### WHAT IS REQUIRED
Please return each entry in the listing exactly.
□ □ □ □
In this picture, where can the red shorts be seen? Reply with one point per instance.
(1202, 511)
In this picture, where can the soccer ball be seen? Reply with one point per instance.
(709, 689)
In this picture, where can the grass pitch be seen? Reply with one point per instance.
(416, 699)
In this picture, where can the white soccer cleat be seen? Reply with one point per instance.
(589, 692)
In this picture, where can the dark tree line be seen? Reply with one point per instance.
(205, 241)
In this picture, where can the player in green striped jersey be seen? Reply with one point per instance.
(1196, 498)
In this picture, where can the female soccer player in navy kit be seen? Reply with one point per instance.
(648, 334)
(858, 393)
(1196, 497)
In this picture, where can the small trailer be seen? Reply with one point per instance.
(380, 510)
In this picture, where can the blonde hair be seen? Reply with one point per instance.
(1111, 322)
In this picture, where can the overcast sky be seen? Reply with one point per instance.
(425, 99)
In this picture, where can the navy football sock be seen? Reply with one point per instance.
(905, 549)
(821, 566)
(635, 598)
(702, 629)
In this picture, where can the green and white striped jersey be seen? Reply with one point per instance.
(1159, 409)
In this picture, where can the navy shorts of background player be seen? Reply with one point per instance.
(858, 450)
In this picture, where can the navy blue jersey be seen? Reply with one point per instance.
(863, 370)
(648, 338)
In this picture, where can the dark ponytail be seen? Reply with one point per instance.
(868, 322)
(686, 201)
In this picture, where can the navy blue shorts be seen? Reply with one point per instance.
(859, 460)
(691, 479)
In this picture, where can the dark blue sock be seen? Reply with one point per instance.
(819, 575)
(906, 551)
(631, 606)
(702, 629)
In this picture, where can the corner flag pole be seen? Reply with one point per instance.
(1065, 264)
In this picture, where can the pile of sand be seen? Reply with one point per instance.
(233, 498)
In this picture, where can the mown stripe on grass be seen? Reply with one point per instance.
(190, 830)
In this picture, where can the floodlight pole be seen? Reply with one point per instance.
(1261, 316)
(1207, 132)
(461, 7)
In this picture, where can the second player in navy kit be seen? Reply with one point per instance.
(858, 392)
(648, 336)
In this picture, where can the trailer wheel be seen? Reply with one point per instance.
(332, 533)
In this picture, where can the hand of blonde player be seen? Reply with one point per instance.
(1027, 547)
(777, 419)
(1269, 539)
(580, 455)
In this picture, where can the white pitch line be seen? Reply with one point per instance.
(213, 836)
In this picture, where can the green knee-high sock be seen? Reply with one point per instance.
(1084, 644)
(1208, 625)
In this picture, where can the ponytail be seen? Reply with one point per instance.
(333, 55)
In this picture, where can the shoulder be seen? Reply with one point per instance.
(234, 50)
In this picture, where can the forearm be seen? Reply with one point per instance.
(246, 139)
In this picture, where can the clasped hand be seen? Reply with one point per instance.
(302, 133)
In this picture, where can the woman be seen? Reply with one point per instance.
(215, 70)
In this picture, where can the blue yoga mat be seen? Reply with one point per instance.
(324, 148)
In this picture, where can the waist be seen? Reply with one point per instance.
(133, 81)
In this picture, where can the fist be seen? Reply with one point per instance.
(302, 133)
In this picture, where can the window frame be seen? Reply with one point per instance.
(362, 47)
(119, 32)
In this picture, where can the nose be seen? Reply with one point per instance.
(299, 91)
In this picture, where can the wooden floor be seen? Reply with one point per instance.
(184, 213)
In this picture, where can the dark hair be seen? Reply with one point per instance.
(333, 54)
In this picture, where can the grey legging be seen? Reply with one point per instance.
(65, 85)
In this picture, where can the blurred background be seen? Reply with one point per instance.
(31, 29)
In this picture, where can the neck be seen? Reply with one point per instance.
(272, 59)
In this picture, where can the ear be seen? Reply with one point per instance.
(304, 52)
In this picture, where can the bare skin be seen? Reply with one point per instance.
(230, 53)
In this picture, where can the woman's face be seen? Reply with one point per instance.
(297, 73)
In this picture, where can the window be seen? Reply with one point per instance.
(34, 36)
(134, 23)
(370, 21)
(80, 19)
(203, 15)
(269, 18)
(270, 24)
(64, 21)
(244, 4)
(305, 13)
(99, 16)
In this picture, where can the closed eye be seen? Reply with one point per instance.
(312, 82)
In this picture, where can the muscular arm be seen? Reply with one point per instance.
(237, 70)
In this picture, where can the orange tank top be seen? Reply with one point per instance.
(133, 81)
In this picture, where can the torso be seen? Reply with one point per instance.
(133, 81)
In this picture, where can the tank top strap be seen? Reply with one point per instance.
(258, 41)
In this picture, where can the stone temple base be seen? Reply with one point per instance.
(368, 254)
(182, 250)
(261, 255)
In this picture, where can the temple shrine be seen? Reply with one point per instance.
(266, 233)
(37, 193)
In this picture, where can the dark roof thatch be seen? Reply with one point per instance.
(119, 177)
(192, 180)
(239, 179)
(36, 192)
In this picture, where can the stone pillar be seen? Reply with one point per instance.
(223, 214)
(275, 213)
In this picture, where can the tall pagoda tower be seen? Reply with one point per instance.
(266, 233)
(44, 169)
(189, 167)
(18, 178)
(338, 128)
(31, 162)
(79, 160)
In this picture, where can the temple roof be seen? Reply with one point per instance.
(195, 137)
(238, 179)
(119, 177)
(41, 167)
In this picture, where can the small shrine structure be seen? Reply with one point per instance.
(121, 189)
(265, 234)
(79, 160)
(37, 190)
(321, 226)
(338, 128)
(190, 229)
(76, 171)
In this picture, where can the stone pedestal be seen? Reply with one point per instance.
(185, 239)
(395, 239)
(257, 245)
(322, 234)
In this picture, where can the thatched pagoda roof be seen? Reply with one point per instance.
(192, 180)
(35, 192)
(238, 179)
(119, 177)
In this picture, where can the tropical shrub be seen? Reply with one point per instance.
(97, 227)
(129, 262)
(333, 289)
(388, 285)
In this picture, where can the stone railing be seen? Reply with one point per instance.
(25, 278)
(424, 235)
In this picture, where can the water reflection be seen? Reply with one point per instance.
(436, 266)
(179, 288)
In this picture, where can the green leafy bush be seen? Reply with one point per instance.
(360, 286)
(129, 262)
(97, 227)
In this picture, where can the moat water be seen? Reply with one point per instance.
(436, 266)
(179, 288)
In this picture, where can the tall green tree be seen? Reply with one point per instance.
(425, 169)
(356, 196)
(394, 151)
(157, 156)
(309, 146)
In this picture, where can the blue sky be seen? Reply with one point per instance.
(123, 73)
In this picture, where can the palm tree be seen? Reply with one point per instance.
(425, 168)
□ □ □ □
### SOLUTION TO THIS TASK
In this picture, where can the red shorts be seen? Reply with one point per instance.
(1202, 511)
In this picture, where can the soccer ball be seen? Reply with one point per instance.
(709, 689)
In this picture, where can the grass pitch be seen? Reply with one point per instance.
(416, 699)
In this picture, where can the white soccer cleat be seen? Reply with one point per instance.
(589, 692)
In this picture, where can the dark tree line be seen? Reply with one point per instance.
(205, 241)
In this picture, where can the player in green striped jersey be seen? Reply with one point per instance.
(1196, 498)
In this picture, where can the female soccer player in navy kit be seen? Reply with one point per instance.
(648, 334)
(858, 393)
(1196, 497)
In this picture, where can the small trailer be seen? Reply with one point per instance.
(380, 510)
In this picture, where can the blonde hair be seen? Reply with one point per instance.
(1111, 322)
In this picture, where can the overcast sky be seen? Reply with one point per instance.
(425, 99)
In this picture, where can the navy football sock be seen? Reply with one point per instance.
(905, 549)
(821, 566)
(635, 598)
(702, 629)
In this picture, where can the green and white striped jersey be seen? Reply with one point per instance.
(1159, 409)
In this picture, where can the navy shorts of background player be seen? Reply with one point per instance.
(858, 450)
In this picture, where can the navy blue jersey be seen? Reply with one point per instance.
(863, 370)
(648, 338)
In this picture, where can the dark ponytail be seen? Reply with one point per instance.
(868, 322)
(686, 201)
In this picture, where can the navy blue shorts be seen? Reply with one point per instance.
(859, 460)
(691, 479)
In this picture, where can the dark blue sock be seen? Reply with one point per instance.
(819, 575)
(906, 551)
(631, 606)
(702, 629)
In this picture, where can the corner flag pole be seen? Reply with one point per instance.
(1065, 264)
In this picture, where can the pile of sand be seen? Reply with one point per instance.
(233, 498)
In this picture, where can the mown stripe on grass be seen? Reply with one point per instance.
(190, 830)
In this picture, where can the floodlight pole be seen? Reply with one point per instance.
(1261, 316)
(1207, 132)
(461, 7)
In this picture, where can the second player in navy kit be seen? Reply with one point per instance.
(858, 392)
(648, 336)
In this picture, where can the trailer wheel be seen? Reply with one point per instance.
(332, 533)
In this picture, where can the hand of blonde player be seen? Reply with one point per instance.
(1027, 547)
(777, 419)
(1269, 539)
(580, 455)
In this picture, where can the white pitch line be seen? Reply with one point per instance.
(213, 836)
In this picture, where can the green knee-high sock be seen? Reply with one point per instance.
(1084, 644)
(1208, 625)
In this picture, where can the ponytail be seen? Reply with one point per instance.
(333, 55)
In this picture, where can the shoulder be seen? Reply with one point per instance.
(234, 50)
In this picture, where can the forearm be seen? Reply with one point per instance.
(246, 139)
In this picture, where can the clasped hand be seen? Reply with one point per instance.
(302, 133)
In this picture, where can the woman be seen? Reply with one point per instance.
(215, 70)
In this picture, where can the blue yoga mat be seen? Reply with one point per instance.
(324, 148)
In this picture, where can the waist be seen? Reply with one point per instance.
(133, 81)
In this picture, where can the fist be seen? Reply with one point per instance.
(302, 133)
In this picture, where can the window frame be seen? Reply with one point per instance.
(362, 47)
(119, 32)
In this picture, where can the nose be seen? Reply with one point per instance.
(299, 91)
In this picture, where can the wooden floor be seen? Reply with one point per instance.
(184, 213)
In this picture, where can the dark hair be seen? Reply with one point per instance.
(333, 54)
In this picture, where can the grey legging be seen? Reply with one point per instance.
(65, 85)
In this picture, where can the blurred background be seen? Reply with one point per instance.
(31, 29)
In this picture, where can the neck be seen? Reply with one point per instance.
(272, 59)
In this picture, where can the ear be seen? Reply with one point per instance.
(304, 52)
In this picture, where can the bare skin be seen? Reply with one point per instance.
(230, 53)
In this picture, where can the woman's face be seen? Reply with one point per instance.
(297, 73)
In this picture, where can the window be seen? Reply with one point per instance.
(34, 36)
(134, 23)
(370, 21)
(80, 19)
(203, 15)
(269, 18)
(270, 24)
(64, 21)
(244, 4)
(305, 13)
(99, 16)
In this picture, where can the closed eye be seen? Reply with one point per instance.
(312, 82)
In this picture, where can the muscular arm be seen? Reply with one point per instance.
(237, 70)
In this picture, where can the orange tank top be seen? Reply with one point per instance.
(133, 81)
In this picture, where can the torso be seen? Reply with one point per instance.
(133, 81)
In this picture, where can the tank top strap be seen? Reply with one point per instance.
(258, 41)
In this picture, where can the stone temple base be seen? Reply with one point per instance.
(368, 254)
(182, 250)
(261, 255)
In this picture, where can the temple shrine be seen? Reply with one point per instance.
(266, 233)
(37, 193)
In this picture, where can the dark roof thatch be seen? Reply with one point per instance.
(119, 177)
(192, 180)
(239, 179)
(36, 192)
In this picture, where can the stone pillar be seen? Reply with one point per instance.
(223, 214)
(275, 213)
In this picture, where can the tall pagoda tower be seen? Reply with one point per instance.
(266, 233)
(44, 169)
(189, 167)
(18, 178)
(338, 128)
(31, 162)
(79, 160)
In this picture, where can the temple roof be seen? Reply with one point per instance.
(195, 137)
(238, 179)
(119, 177)
(41, 167)
In this picture, where can the small shrine structure be seen? Reply with one point per instance.
(121, 189)
(265, 234)
(79, 160)
(37, 190)
(321, 226)
(338, 128)
(190, 229)
(76, 171)
In this picture, where can the stone pedestal be seen? Reply with one point per instance.
(185, 239)
(395, 239)
(257, 245)
(322, 234)
In this picture, where can the thatched pagoda roof be seen? Reply with one point per instance.
(192, 180)
(35, 192)
(238, 179)
(119, 177)
In this picture, where can the tropical shrub be seen? Reply with one point per instance.
(97, 227)
(129, 262)
(333, 289)
(388, 285)
In this picture, where can the stone railing be seen? Reply with one point per instance.
(25, 278)
(424, 235)
In this picture, where can the water reflection be seen? Reply with one point per instance.
(436, 266)
(179, 288)
In this picture, where can the green leafy bush be seen? Reply with one point per instance.
(360, 286)
(129, 262)
(97, 227)
In this picture, where can the moat water be seen? Reply with one point per instance.
(436, 266)
(179, 288)
In this picture, where can the tall green tree be seen? Reply with one point per instance.
(425, 169)
(356, 196)
(394, 151)
(157, 156)
(309, 146)
In this picture, where can the blue sky be seen? Reply with one point per instance.
(123, 73)
In this picture, where can the palm tree be seen? Reply with one point per instance.
(425, 168)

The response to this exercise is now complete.